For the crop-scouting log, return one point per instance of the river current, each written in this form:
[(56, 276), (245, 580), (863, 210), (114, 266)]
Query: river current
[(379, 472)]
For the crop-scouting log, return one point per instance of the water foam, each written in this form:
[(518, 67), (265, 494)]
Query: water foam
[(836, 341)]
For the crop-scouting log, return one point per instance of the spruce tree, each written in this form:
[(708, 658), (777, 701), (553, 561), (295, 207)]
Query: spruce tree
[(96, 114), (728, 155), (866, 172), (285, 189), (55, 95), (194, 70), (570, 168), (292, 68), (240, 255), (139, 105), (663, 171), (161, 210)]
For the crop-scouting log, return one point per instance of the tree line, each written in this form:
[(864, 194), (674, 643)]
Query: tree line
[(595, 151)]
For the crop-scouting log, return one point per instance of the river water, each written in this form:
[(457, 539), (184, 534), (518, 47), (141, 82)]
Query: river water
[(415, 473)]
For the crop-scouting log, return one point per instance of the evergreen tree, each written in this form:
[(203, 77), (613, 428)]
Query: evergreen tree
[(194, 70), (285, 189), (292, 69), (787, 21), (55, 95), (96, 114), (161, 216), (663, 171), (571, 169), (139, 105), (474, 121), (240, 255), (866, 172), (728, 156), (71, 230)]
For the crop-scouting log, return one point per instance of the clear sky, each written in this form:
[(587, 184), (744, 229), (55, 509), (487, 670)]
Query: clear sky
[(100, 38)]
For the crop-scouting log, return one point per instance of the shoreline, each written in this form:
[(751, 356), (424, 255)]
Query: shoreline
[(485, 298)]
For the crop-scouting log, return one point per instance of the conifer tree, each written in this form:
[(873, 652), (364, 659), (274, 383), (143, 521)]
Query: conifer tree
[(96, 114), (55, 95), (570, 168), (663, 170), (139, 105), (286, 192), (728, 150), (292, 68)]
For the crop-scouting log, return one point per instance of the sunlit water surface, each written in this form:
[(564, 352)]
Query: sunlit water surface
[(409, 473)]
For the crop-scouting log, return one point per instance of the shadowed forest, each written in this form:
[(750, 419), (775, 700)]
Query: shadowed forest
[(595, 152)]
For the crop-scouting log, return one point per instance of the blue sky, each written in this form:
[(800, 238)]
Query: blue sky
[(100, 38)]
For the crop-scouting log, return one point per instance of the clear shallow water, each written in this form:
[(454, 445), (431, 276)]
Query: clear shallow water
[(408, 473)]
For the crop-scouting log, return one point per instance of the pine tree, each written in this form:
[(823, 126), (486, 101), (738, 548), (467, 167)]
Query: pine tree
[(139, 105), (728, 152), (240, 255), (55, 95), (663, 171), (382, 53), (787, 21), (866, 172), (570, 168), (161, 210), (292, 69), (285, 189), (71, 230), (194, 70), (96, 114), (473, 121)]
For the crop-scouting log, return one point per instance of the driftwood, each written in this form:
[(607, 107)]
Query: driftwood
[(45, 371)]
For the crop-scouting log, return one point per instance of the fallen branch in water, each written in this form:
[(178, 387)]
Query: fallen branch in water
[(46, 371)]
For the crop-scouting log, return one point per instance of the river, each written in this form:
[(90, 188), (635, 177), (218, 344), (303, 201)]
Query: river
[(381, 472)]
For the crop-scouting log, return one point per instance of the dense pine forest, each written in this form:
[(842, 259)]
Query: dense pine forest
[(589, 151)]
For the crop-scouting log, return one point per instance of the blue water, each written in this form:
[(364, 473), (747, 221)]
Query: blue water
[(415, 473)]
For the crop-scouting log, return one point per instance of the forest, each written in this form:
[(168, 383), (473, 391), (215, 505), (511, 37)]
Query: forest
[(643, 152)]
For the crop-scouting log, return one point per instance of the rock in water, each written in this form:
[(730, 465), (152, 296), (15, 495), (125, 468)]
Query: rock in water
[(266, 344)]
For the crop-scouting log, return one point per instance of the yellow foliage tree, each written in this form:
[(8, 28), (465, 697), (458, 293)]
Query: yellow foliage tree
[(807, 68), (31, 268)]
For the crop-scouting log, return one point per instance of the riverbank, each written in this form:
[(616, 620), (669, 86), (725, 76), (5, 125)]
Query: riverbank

____________

Direction -
Retype every item above line for line, with no changes to any wording, number, or punctuation.

Written solution -
For the crop-scouting log, return one point per instance of the river current, each written in this form:
[(56, 276), (245, 580), (863, 210), (114, 266)]
Query: river current
[(379, 472)]
For the crop-scouting log, return one point per instance of the water foam, each written in this form:
[(518, 67), (265, 494)]
Query: water foam
[(836, 341)]
For the crop-scouting log, return one point per instance of the spruce tree, each written in this form:
[(708, 658), (777, 701), (553, 561), (295, 207)]
Query: spruce tree
[(96, 114), (728, 155), (866, 172), (285, 189), (55, 95), (194, 70), (570, 168), (292, 68), (240, 255), (139, 105), (663, 171), (161, 210)]
For the crop-scouting log, return one point per instance of the tree line, each written in this form:
[(864, 194), (674, 643)]
Query: tree line
[(595, 151)]
For the crop-scouting log, return one point per instance of the river water, each written in this form:
[(457, 539), (184, 534), (518, 47), (141, 82)]
Query: river water
[(415, 473)]
For the crop-scouting log, return one point per instance of the evergreen tree, each written in this form:
[(203, 77), (613, 428)]
Query: evergreen tree
[(194, 70), (285, 189), (292, 69), (787, 21), (55, 95), (96, 114), (161, 216), (663, 171), (571, 169), (139, 105), (474, 121), (240, 255), (866, 172), (728, 156), (71, 230)]
For the crop-scouting log, return one point per instance of the clear sky, each written in this form:
[(587, 184), (744, 229), (55, 509), (487, 670)]
Query: clear sky
[(100, 38)]
For the crop-scouting log, return one point per instance of the shoreline, each written in this form:
[(751, 356), (424, 255)]
Query: shoreline
[(485, 298)]
For the crop-scouting log, return one point per instance of the conifer tree, each written in this form:
[(873, 652), (364, 659), (274, 383), (143, 521)]
Query: conifer tree
[(96, 114), (55, 95), (570, 168), (663, 170), (139, 105), (286, 192), (728, 150), (292, 68)]
For the crop-scouting log, return one point per instance of the sunlit water surface, each written in this form:
[(564, 352)]
Query: sunlit water surface
[(409, 473)]
For the crop-scouting log, return one point per instance of the shadowed forest, each written in this form:
[(750, 419), (775, 700)]
Query: shadowed forest
[(595, 152)]
For the crop-scouting log, return one point per instance of the blue sky, each written in this form:
[(800, 238)]
Query: blue sky
[(100, 38)]
For the crop-scouting log, return one point per instance of the clear shallow water, each written in this form:
[(454, 445), (431, 276)]
Query: clear shallow water
[(408, 473)]
For the crop-scouting log, return one point per instance of the pine tree, each written in this form:
[(823, 126), (486, 101), (738, 548), (467, 167)]
Query: pine tree
[(139, 105), (728, 152), (240, 255), (55, 95), (663, 171), (382, 53), (787, 21), (866, 172), (570, 168), (161, 210), (292, 69), (285, 189), (71, 230), (194, 70), (96, 114), (473, 121)]
For the crop-scouting log, return one point per instance of the driftwood, each written in this form:
[(607, 107)]
Query: driftwood
[(45, 371)]
For the crop-scouting log, return one point per instance of the fallen branch in water, each written in this form:
[(178, 387)]
Query: fallen branch in water
[(46, 371)]
For the crop-scouting log, return one point per instance of the river, each written in this form:
[(90, 188), (635, 177), (218, 344), (303, 201)]
Query: river
[(381, 472)]
For the crop-scouting log, return one point per instance of the dense pine forest, each written in this form:
[(842, 259)]
Query: dense pine forest
[(589, 151)]
For the crop-scouting log, return one point per instance of the blue water, each written in this form:
[(364, 473), (747, 221)]
Query: blue water
[(415, 473)]
For the crop-scouting log, return one point per instance of the forest, each written in this form:
[(168, 383), (473, 391), (215, 505), (511, 37)]
Query: forest
[(643, 152)]
For the crop-scouting log, return one point per instance of the rock in water, each written in this form:
[(730, 465), (152, 296), (15, 495), (125, 468)]
Query: rock in water
[(266, 344)]
For the crop-scouting log, return one point per instance of the yellow foliage tree, each written in this form:
[(8, 28), (465, 697), (458, 293)]
Query: yellow foliage tree
[(807, 68), (31, 268)]
For the crop-scouting log, return one point per instance of the riverbank, each written in this form:
[(616, 620), (669, 86), (725, 76), (5, 125)]
Query: riverbank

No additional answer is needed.